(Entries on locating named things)
[START]
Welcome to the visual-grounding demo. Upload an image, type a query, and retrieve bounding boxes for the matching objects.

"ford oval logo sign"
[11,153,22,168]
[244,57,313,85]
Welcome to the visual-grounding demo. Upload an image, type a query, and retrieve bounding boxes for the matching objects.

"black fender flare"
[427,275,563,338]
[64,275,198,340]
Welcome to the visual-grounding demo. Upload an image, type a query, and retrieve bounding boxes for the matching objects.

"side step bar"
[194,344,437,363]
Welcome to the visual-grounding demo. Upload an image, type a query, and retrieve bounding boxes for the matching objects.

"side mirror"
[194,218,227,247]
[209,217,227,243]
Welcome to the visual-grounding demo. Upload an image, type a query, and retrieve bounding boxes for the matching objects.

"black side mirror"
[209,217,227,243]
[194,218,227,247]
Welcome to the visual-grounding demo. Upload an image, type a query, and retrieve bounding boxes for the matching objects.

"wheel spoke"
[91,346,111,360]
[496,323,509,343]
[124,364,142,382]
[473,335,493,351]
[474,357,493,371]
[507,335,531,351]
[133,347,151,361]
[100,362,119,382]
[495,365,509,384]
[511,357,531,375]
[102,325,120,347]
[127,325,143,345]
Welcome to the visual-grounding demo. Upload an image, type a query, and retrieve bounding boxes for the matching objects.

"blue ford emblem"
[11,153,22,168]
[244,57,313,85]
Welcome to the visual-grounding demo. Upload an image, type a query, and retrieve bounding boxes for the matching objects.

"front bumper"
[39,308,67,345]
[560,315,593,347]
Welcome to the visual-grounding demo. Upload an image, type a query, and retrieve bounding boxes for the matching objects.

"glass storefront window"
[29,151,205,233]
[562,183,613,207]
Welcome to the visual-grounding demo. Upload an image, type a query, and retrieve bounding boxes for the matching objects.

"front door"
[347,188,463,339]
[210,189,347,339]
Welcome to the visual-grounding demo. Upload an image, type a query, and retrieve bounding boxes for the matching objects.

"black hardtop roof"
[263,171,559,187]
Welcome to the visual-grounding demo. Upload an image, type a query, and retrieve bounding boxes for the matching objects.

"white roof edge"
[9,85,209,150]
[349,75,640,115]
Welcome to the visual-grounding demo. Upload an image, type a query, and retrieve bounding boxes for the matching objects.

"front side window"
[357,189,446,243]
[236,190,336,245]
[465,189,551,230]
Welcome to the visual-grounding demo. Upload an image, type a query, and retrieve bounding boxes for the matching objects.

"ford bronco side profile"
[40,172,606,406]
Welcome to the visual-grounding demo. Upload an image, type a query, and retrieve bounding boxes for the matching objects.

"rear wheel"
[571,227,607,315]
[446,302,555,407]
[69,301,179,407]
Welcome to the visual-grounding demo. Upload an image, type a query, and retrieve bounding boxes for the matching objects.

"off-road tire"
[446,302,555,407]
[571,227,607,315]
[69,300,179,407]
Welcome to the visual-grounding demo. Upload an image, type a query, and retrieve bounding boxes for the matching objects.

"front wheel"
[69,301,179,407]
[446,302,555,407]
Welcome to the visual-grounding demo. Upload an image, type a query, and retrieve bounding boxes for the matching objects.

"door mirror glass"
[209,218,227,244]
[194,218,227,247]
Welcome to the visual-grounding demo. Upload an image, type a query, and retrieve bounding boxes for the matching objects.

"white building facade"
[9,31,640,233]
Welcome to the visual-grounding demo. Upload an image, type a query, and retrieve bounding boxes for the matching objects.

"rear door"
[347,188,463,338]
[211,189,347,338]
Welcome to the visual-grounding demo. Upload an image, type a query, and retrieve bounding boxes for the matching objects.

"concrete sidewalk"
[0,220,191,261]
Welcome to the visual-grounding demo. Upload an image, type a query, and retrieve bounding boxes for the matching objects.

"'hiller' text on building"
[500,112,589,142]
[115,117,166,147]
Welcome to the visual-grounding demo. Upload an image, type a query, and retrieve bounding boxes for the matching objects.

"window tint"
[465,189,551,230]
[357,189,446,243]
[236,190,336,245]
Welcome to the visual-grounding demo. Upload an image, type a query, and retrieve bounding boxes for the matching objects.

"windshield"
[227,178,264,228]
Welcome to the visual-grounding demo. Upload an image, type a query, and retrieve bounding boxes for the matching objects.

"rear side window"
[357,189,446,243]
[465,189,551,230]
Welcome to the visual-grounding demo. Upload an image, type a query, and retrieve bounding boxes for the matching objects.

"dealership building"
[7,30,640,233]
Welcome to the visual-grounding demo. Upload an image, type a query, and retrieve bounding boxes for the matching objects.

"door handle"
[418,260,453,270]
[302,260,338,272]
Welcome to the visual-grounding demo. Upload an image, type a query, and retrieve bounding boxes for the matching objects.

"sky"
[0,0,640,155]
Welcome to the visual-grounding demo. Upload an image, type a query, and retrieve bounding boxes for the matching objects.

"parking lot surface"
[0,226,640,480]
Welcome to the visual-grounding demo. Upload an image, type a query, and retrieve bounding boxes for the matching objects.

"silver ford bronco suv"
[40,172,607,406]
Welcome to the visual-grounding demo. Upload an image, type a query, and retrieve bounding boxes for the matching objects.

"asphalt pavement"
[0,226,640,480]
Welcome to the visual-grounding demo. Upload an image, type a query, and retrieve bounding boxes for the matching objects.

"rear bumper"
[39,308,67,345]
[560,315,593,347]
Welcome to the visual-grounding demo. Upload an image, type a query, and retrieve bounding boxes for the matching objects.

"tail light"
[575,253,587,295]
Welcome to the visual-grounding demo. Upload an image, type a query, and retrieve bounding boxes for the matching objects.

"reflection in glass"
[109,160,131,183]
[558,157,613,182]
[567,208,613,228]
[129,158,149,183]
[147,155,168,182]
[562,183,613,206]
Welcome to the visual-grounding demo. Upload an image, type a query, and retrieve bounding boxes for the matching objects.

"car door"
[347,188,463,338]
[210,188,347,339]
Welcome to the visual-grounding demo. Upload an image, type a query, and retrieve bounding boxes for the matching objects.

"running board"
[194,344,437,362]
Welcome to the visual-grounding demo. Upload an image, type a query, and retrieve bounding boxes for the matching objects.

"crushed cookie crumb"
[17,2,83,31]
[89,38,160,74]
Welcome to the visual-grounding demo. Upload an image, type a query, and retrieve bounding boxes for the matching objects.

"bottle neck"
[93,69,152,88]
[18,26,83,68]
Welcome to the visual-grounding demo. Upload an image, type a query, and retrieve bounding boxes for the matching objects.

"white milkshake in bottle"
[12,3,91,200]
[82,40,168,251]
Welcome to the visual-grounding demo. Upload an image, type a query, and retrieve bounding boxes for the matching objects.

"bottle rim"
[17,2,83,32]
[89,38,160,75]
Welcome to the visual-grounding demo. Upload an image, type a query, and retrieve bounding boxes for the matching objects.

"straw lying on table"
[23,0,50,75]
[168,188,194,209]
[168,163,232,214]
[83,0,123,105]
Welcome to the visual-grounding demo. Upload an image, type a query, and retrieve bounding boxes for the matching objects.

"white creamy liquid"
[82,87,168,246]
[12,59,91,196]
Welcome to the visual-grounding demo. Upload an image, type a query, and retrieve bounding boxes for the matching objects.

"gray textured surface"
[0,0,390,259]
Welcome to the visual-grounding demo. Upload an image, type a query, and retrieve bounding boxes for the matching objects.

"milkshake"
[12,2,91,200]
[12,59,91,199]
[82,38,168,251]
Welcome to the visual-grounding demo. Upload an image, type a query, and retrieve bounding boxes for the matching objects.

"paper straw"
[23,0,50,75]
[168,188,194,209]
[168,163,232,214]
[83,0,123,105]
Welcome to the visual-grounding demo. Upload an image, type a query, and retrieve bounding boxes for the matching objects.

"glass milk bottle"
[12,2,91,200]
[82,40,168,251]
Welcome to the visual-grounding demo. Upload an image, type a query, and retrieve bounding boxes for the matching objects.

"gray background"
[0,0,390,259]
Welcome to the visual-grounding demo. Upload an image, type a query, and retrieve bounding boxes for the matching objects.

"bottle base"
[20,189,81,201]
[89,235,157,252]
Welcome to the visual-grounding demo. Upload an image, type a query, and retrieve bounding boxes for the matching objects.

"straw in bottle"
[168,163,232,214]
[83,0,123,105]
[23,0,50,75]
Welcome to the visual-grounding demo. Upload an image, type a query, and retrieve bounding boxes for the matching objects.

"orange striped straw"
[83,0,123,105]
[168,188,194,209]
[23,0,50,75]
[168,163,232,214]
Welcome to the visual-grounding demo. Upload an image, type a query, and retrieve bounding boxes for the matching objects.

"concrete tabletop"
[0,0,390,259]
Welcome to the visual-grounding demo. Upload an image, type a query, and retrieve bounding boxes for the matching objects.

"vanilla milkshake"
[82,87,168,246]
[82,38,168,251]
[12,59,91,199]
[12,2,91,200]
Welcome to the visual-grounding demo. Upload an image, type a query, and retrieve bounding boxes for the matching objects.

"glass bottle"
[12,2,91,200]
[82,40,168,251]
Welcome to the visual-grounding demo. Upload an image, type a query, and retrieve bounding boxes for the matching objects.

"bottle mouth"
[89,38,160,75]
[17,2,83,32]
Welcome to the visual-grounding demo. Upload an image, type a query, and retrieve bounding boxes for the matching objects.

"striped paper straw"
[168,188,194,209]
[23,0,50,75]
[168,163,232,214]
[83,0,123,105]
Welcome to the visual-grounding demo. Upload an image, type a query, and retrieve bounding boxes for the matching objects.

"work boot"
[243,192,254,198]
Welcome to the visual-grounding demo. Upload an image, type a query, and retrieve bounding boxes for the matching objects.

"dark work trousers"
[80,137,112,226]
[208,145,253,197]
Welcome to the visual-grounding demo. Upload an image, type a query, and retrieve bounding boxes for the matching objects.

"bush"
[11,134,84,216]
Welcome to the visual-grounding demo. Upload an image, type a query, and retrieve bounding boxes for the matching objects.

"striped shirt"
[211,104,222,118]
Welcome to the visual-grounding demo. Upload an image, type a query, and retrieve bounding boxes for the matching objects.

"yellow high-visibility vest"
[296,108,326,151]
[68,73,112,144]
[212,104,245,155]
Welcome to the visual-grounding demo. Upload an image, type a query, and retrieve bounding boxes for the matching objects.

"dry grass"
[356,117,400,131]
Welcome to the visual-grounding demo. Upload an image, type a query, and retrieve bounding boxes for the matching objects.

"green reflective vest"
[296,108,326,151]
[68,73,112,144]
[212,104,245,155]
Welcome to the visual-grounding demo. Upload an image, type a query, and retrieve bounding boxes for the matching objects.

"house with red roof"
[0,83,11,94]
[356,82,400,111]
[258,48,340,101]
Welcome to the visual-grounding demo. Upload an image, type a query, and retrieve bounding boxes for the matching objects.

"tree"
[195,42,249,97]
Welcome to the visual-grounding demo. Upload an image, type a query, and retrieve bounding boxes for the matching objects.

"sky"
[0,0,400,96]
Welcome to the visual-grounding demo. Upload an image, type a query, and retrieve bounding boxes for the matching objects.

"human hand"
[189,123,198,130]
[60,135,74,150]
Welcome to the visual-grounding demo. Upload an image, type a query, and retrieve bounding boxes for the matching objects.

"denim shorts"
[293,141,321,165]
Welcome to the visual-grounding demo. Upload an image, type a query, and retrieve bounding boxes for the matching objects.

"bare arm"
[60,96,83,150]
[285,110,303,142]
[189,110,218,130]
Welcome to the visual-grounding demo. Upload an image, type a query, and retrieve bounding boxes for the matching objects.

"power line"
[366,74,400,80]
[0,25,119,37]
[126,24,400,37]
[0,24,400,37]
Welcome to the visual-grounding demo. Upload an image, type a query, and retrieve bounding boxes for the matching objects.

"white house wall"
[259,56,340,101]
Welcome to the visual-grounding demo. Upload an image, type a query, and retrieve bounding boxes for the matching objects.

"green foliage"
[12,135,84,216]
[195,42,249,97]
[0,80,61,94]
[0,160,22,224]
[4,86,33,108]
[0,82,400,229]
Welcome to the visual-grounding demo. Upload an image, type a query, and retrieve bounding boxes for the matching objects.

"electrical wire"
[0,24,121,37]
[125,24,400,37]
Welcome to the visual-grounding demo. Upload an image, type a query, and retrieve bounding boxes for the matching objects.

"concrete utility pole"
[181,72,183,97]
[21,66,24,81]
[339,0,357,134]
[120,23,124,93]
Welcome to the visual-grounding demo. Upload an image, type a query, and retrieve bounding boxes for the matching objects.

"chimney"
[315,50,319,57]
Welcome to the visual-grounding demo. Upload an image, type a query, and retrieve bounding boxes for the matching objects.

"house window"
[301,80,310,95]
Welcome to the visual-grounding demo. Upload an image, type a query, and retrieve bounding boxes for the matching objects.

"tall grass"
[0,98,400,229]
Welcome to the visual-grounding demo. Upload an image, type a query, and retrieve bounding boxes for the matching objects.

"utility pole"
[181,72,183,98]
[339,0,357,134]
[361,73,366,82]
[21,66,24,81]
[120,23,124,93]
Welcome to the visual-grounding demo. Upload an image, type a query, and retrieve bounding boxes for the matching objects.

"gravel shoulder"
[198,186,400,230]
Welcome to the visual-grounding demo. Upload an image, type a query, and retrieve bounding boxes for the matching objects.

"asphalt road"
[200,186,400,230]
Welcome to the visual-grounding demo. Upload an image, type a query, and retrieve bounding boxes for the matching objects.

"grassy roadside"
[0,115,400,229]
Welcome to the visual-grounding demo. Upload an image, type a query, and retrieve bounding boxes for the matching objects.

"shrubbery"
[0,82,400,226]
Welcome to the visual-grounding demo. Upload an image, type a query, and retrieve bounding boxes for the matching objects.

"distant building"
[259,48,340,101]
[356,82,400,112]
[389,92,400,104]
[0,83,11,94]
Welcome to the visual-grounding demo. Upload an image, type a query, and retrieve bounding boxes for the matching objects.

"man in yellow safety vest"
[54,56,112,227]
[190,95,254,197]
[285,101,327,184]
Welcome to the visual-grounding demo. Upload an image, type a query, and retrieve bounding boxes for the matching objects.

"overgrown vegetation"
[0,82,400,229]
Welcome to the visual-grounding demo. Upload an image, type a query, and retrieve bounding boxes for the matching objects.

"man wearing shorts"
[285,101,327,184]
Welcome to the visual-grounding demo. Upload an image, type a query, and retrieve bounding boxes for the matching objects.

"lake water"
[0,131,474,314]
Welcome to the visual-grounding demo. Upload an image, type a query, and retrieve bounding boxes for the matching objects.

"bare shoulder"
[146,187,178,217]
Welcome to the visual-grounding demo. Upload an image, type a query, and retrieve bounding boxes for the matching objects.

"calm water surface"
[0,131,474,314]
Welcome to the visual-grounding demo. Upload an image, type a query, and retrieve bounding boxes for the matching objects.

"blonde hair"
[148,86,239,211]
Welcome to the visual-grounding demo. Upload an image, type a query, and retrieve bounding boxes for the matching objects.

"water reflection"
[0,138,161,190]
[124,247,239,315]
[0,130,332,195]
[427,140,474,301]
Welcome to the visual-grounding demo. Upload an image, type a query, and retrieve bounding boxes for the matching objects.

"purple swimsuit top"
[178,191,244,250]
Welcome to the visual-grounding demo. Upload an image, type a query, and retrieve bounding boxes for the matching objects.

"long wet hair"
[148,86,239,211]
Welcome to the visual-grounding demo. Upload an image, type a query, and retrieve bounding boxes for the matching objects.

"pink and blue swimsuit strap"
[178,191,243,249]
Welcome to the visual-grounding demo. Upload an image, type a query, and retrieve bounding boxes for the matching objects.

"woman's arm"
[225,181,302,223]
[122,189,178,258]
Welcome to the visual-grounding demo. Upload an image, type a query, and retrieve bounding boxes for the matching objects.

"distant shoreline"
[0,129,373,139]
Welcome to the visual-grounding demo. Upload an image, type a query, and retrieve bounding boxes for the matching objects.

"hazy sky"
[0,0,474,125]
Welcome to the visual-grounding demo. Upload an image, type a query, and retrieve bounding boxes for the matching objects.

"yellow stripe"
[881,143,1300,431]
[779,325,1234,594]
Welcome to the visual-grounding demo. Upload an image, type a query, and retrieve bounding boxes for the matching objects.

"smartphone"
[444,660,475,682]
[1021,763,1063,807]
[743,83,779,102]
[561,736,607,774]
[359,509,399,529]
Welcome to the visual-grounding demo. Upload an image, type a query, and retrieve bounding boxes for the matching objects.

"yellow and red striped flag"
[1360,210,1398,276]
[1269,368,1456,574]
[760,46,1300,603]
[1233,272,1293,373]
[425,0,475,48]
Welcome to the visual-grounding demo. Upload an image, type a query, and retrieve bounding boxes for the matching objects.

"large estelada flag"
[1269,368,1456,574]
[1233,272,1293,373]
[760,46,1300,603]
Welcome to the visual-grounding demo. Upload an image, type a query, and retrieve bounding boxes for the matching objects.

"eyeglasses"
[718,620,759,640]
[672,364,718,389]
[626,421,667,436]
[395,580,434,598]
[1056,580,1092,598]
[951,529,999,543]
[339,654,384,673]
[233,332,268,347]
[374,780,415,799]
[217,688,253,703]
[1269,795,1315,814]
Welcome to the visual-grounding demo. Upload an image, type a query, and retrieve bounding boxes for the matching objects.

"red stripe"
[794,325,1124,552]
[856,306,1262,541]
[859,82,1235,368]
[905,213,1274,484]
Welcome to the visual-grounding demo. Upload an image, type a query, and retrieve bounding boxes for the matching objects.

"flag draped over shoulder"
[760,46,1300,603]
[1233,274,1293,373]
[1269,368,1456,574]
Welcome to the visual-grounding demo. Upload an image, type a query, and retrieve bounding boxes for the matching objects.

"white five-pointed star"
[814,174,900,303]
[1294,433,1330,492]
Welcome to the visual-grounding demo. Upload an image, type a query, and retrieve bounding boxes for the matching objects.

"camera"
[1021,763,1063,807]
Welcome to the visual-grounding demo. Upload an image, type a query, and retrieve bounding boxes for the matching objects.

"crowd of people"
[END]
### Prompt
Report how many lines of the records above contain the word "surface".

### Answer to the exercise
3